▼▼▼
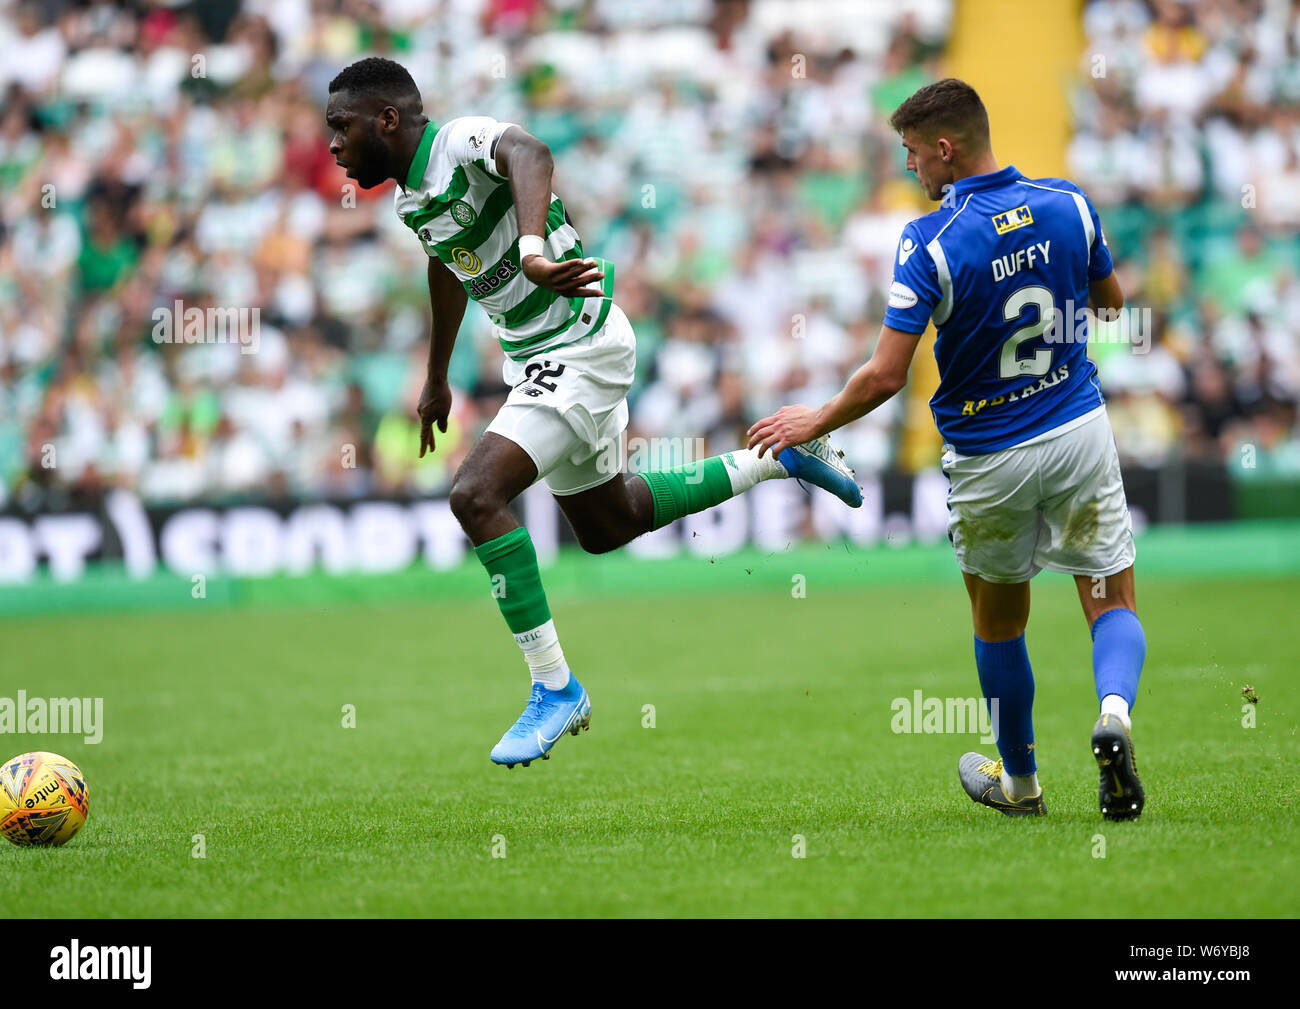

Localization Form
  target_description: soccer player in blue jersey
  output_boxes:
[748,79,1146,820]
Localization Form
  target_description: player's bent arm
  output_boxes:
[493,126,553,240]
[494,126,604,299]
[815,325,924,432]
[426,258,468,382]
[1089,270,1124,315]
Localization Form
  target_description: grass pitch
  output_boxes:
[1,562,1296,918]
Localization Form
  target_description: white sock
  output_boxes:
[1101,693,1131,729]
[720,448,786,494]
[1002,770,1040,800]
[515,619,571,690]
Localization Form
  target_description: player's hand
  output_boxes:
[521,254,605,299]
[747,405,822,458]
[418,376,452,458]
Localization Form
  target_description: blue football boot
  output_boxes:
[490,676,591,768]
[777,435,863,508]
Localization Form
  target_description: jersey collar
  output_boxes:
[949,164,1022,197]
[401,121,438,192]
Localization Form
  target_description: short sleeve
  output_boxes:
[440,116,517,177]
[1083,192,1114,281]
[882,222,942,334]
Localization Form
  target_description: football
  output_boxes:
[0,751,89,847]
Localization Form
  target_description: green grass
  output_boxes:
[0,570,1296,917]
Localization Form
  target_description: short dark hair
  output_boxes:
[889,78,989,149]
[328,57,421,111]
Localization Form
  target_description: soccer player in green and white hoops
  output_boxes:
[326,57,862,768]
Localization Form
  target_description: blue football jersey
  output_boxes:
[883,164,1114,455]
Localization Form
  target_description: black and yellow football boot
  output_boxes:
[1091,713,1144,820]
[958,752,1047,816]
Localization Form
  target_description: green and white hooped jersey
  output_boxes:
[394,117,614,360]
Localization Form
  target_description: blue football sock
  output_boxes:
▲▲▲
▼▼▼
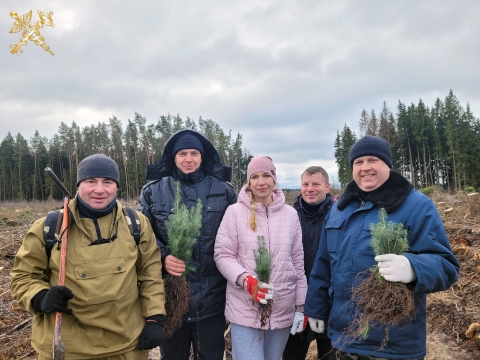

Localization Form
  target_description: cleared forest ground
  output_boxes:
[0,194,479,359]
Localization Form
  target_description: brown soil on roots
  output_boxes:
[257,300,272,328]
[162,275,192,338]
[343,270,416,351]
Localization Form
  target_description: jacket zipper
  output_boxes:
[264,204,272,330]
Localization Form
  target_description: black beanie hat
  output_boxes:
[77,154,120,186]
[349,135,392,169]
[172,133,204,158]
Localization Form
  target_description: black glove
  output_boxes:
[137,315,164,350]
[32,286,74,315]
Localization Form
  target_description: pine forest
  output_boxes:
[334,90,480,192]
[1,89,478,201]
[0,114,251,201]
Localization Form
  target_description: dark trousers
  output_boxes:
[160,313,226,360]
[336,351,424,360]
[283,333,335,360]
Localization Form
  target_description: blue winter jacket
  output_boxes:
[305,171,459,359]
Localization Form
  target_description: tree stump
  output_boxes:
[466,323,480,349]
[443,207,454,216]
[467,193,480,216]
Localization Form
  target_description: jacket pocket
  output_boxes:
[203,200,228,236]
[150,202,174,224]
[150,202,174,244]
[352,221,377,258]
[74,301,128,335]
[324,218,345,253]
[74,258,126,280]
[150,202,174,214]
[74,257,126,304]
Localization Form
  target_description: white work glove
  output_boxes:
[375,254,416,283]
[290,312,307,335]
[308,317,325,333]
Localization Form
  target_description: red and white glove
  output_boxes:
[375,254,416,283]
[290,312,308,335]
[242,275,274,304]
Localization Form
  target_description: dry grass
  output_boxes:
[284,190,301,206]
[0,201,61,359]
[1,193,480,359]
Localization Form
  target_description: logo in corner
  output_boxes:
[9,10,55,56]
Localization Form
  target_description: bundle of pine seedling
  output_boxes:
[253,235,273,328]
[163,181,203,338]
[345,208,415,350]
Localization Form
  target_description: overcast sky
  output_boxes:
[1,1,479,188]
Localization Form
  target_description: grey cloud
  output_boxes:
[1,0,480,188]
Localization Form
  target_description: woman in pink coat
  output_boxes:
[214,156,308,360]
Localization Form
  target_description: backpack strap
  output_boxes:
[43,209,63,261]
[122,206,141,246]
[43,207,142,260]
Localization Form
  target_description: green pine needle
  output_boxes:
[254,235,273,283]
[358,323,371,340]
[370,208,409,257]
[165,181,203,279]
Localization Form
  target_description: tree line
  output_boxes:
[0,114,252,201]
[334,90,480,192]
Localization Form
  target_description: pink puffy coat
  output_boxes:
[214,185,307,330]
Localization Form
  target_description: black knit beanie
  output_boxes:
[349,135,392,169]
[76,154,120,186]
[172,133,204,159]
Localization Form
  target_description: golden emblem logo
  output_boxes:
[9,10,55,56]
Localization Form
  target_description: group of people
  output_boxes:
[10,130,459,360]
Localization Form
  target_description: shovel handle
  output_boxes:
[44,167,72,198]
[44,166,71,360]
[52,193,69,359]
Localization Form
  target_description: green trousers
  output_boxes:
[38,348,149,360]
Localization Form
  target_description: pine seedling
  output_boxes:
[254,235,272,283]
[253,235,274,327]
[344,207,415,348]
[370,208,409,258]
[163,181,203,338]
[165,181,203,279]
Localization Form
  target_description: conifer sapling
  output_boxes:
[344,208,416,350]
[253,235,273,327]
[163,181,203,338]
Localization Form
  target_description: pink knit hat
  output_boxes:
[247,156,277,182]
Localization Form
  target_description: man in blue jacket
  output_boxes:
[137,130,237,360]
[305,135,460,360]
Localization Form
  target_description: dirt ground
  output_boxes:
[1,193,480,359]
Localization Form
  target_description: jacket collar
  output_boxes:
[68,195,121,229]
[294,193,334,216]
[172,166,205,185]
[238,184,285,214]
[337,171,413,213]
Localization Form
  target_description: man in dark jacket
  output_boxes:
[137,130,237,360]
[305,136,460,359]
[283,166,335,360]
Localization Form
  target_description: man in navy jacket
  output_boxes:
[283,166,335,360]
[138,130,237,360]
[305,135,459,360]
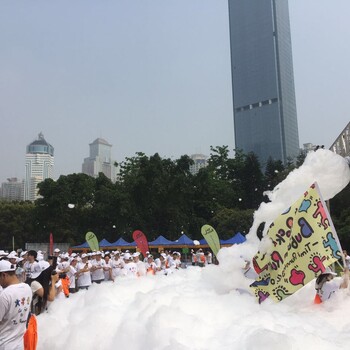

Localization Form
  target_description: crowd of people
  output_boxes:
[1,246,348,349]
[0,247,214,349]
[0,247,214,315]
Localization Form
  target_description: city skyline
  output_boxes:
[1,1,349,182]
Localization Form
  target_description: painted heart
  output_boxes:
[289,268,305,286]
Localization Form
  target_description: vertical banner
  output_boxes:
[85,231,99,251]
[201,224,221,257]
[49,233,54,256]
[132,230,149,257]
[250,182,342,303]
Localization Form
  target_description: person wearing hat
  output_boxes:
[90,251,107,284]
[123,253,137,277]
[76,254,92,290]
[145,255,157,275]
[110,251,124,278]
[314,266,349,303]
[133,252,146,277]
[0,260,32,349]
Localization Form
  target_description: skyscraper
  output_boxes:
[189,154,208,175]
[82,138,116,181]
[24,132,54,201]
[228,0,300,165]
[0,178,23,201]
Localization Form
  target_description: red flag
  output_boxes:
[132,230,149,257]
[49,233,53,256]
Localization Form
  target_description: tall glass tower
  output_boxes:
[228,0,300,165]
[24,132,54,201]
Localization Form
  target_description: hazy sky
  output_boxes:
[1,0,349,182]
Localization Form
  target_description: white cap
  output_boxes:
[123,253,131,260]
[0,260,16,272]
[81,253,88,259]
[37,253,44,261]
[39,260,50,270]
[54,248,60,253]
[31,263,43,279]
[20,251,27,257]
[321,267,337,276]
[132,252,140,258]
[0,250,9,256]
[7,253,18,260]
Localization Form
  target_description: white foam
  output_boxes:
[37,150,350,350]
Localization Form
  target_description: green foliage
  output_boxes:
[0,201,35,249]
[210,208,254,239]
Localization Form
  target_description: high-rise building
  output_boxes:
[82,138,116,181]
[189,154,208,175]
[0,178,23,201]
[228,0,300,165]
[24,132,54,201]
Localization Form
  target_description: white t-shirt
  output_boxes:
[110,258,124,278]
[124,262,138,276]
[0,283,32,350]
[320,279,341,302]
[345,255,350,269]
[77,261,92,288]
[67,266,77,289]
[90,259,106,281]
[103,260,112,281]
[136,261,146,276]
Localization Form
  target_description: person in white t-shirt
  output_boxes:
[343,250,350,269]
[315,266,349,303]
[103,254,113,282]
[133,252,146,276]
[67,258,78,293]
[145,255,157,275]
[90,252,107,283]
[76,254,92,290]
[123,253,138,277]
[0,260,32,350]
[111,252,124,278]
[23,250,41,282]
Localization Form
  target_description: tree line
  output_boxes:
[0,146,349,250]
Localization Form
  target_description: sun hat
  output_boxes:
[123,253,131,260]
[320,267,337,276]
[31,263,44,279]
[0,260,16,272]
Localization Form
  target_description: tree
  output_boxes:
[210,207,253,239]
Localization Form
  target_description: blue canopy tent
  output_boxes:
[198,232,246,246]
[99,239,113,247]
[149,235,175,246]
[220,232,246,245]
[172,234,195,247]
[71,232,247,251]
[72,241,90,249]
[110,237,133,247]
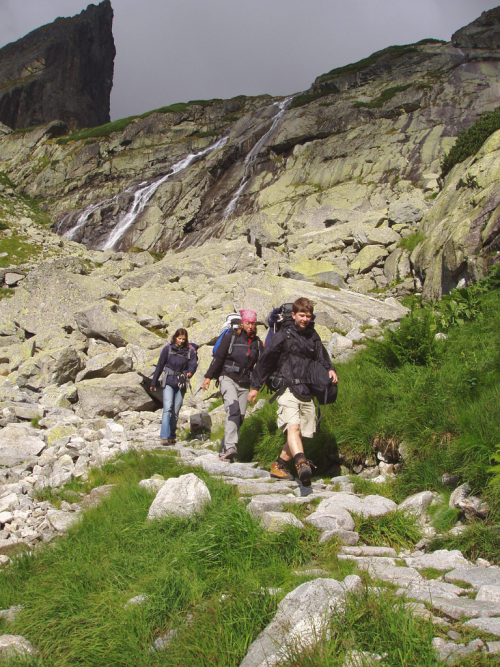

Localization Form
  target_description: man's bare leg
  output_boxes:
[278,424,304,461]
▲▲▲
About this exercise ::
The answer must consist of every line from the entries above that contains "pine".

Task answer ::
  target_description: pine forest
  target_description: bundle of pine seedling
  target_description: green pine needle
  target_description: pine seedling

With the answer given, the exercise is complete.